[What you should do]
Every line in the data below from the one containing "In the photograph above, where can the player's" down to the one containing "In the photograph below, where can the gnarled", both included, must be retyped exactly; no other line is to appear.

(Data extracts Opens)

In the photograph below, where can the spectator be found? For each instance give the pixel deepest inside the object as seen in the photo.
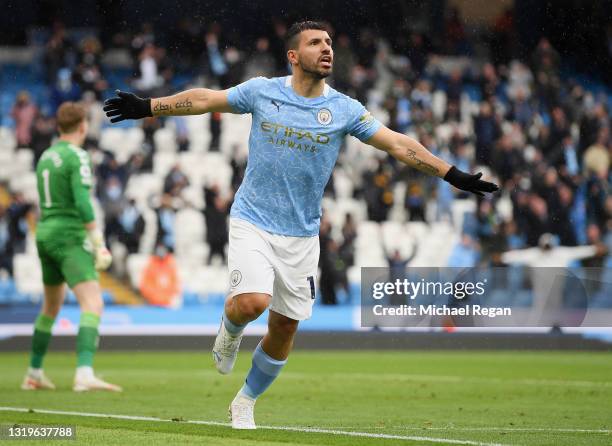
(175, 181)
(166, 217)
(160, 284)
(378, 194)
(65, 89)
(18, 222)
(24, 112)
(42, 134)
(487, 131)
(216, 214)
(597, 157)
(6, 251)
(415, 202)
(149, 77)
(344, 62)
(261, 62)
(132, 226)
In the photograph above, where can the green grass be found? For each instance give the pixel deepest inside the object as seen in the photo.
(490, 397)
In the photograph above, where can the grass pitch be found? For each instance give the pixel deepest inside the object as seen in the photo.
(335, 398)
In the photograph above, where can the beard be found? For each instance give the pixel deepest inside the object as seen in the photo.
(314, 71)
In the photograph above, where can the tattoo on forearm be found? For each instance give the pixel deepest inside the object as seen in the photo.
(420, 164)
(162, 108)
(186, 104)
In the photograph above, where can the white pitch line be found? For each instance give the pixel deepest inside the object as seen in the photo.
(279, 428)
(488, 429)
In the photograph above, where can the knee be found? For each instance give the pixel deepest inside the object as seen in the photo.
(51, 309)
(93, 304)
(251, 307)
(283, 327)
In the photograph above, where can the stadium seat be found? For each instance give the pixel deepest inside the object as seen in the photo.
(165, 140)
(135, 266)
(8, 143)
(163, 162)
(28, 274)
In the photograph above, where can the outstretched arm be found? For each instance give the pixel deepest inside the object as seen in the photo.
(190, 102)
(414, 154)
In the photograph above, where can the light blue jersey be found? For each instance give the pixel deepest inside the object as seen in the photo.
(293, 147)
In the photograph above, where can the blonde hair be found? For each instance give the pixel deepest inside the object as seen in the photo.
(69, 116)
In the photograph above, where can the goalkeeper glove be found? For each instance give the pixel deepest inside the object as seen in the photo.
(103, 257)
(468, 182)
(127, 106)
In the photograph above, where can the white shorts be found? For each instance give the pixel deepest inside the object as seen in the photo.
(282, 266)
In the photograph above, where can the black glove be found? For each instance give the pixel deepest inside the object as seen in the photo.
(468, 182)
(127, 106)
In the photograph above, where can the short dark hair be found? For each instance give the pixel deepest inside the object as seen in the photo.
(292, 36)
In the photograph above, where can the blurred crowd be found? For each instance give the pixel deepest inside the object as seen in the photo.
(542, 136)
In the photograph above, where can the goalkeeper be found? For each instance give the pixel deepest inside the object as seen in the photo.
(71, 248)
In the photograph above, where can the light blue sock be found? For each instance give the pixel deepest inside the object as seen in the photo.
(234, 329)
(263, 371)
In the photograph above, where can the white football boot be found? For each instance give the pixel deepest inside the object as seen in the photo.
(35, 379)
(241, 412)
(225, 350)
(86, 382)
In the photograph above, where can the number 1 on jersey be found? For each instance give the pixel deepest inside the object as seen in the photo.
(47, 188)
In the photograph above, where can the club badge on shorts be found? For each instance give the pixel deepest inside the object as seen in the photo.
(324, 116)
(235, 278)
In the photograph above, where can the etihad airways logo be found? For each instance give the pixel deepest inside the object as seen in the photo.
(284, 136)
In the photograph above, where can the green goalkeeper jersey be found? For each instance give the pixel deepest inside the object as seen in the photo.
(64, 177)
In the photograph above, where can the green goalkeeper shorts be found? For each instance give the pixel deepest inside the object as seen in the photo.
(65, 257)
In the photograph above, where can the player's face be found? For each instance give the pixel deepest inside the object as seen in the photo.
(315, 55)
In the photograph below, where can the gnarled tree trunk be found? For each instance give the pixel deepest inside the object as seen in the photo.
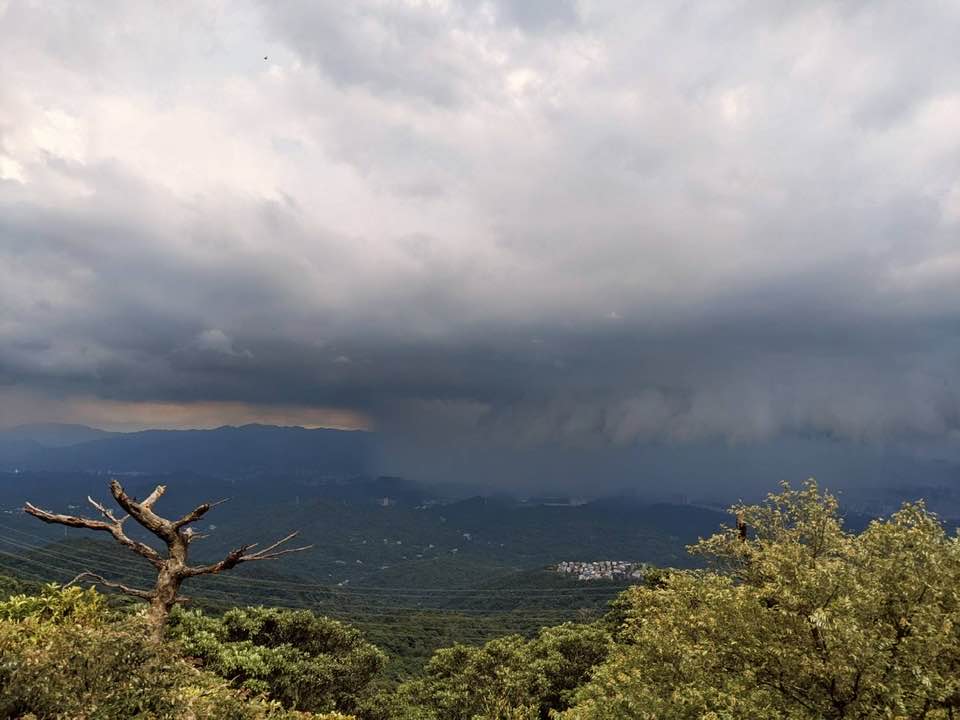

(Data extracts Closes)
(Data extracts Opens)

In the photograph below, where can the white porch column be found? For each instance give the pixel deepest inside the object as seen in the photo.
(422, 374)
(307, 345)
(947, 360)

(Data extracts Closes)
(Data extracts Opens)

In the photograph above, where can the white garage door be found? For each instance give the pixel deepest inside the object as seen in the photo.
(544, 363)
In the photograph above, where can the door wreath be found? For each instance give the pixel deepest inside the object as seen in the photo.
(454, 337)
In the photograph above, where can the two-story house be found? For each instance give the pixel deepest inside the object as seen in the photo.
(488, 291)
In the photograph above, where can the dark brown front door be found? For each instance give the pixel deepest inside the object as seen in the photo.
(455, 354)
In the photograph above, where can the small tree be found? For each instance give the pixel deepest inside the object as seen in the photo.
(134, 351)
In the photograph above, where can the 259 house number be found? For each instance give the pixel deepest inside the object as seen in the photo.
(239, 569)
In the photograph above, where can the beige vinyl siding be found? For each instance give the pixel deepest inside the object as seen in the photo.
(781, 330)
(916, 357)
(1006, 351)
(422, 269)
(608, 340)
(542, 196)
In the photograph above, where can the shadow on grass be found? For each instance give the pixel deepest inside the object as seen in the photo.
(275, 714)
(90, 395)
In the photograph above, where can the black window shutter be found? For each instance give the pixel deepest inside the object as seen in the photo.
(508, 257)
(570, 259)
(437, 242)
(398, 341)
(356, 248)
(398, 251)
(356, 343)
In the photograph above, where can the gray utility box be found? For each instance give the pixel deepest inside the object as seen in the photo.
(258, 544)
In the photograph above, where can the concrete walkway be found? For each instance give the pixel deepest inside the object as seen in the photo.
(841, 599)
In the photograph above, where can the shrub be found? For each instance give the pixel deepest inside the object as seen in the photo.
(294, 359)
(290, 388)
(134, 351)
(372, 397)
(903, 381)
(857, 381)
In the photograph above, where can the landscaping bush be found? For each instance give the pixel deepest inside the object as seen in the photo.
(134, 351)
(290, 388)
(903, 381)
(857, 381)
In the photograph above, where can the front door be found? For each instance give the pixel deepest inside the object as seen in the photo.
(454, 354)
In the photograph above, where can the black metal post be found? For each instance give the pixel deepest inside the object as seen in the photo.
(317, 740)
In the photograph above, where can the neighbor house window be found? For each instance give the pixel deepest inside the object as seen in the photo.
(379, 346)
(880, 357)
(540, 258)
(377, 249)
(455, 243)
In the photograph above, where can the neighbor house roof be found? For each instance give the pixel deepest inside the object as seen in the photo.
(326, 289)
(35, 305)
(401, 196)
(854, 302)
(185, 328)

(Data extracts Closes)

[Reply to the task]
In the photograph above, where can the player's face be found? For each instance give the pixel deepest inside the object as seen in the photo.
(315, 55)
In the photograph below, where can the gnarled tree trunk be found? For each instance give the pixel deepest inside the object as seen in the photo.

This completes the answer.